▶ _TEXT BLOCK_
......

ANNUAL MEETING OF STOCKHOLDERS
November 11, 2008

 

GENERAL


This Proxy Statement is furnished to stockholders of Kentucky First Federal Bancorp (“Kentucky First” or the “Company”) in connection with the solicitation by the Board of Directors of the Company of proxies to be used at the Annual Meeting of Stockholders (the “Annual Meeting”) which will be held at First Federal Center on the campus of Hazard Community and Technical College located at One Community College Drive, Hazard, Kentucky on Tuesday, November 11, 2008, at 3:30 p.m., Eastern time, and at any adjournment thereof. The accompanying Notice of Annual Meeting and proxy card and this Proxy Statement are being first mailed to stockholders on or about October 10, 2008.
 

VOTING AND REVOCABILITY OF PROXIES


Stockholders who execute proxies retain the right to revoke them at any time. Unless so revoked, the shares represented by properly executed proxies will be voted at the Annual Meeting and all adjournments thereof. Proxies may be revoked by written notice to Thomas F. Skaggs, Secretary of the Company, at the address shown above, by filing a later-dated proxy prior to a vote being taken on a particular proposal at the Annual Meeting or by attending the Annual Meeting and voting in person. The presence of a stockholder at the Annual Meeting will not in itself revoke such stockholder’s proxy.

......

▶ _INFORMATION PROVIDED_
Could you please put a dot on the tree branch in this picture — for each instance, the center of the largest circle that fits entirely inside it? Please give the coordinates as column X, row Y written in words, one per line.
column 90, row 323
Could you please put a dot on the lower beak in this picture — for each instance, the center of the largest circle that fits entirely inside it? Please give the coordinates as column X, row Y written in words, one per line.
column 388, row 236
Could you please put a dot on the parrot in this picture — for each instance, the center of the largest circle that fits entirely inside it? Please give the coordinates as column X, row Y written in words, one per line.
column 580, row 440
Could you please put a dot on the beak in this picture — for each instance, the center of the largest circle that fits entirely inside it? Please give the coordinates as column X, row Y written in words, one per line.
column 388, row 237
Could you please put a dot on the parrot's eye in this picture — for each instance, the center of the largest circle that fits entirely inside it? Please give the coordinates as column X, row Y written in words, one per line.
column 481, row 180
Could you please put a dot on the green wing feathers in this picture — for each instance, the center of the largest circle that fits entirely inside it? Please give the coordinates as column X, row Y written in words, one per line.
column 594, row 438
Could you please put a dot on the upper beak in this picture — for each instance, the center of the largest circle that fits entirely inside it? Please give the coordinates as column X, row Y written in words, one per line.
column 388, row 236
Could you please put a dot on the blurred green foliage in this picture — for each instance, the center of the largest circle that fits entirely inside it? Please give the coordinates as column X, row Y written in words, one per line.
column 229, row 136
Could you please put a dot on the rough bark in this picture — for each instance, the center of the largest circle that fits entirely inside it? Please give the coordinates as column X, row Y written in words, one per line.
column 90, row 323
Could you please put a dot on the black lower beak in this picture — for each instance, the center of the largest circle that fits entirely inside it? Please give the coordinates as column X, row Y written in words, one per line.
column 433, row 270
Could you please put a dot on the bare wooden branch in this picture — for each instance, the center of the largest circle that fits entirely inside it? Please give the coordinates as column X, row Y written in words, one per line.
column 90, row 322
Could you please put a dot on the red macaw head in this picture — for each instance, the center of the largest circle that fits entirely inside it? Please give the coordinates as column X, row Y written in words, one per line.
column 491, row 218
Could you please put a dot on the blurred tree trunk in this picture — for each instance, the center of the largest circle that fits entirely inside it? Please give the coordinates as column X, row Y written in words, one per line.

......

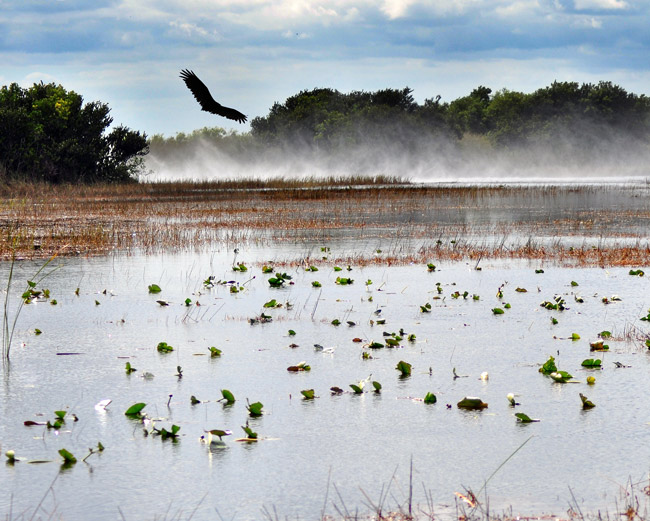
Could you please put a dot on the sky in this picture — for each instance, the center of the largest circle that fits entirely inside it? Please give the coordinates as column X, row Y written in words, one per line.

......

▶ _THINGS TO DO_
• a. Retype the passage from the proxy statement excerpt word for word, starting with "This Proxy Statement is" and going on through "October 10, 2008.".
• b. Answer these questions using the proxy statement excerpt:
(i) At what time, Eastern time, will the Annual Meeting begin?
(ii) On or about what date are the proxy materials first being mailed to stockholders?
(iii) Who is named as Secretary of the Company?
• c. Proceed with the proxy statement excerpt from the point where it stops, writing the text that would follow its last sentence.

▶ _ANSWERS TO EACH TASK_
• a.
This Proxy Statement is furnished to stockholders of Kentucky First Federal Bancorp (“Kentucky First” or the “Company”) in connection with the solicitation by the Board of Directors of the Company of proxies to be used at the Annual Meeting of Stockholders (the “Annual Meeting”) which will be held at First Federal Center on the campus of Hazard Community and Technical College located at One Community College Drive, Hazard, Kentucky on Tuesday, November 11, 2008, at 3:30 p.m., Eastern time, and at any adjournment thereof. The accompanying Notice of Annual Meeting and proxy card and this Proxy Statement are being first mailed to stockholders on or about October 10, 2008.

• b.
(i) 3:30 p.m.
(ii) October 10, 2008
(iii) Thomas F. Skaggs

• c.
Proxies solicited by the Board of Directors of the Company will be voted in accordance with the directions given therein. Where no instructions are indicated, proxies will be voted “FOR” the nominees for director set forth below and “FOR” the ratification of the appointment of BDK LLP as the Company’s independent public accountants for the year ending June 30, 2009. The proxy confers discretionary authority on the persons named therein to vote with respect to the election of any person as a director where the nominee is unable to serve or for good cause will not serve, and matters incident to the conduct of the Annual Meeting. If any other business is presented at the Annual Meeting, proxies will be voted by those named therein in accordance with the determination of a majority of the Board of Directors. Proxies marked as abstentions will not be counted as votes cast. Shares held in “street name” which have been designated by brokers on proxies as not voted (“broker non-votes”) will not be counted as votes cast. Proxies marked as abstentions or as broker non-votes, however, will be treated as shares present for purposes of determining whether a quorum is present.
 

VOTING SECURITIES AND SECURITY OWNERSHIP


The securities entitled to vote at the Annual Meeting consist of the Company’s common stock, par value $0.01 per share (the “Common Stock”). Stockholders of record as of the close of business on September 30, 2008 (the “Record Date”) are entitled to one vote for each share of Common Stock then held. As of the Record Date, there were 7,703,750 shares of Common Stock issued and outstanding. The presence, in person or by proxy, of at least a majority of the total number of shares of Common Stock outstanding and entitled to vote will be necessary to constitute a quorum at the Annual Meeting.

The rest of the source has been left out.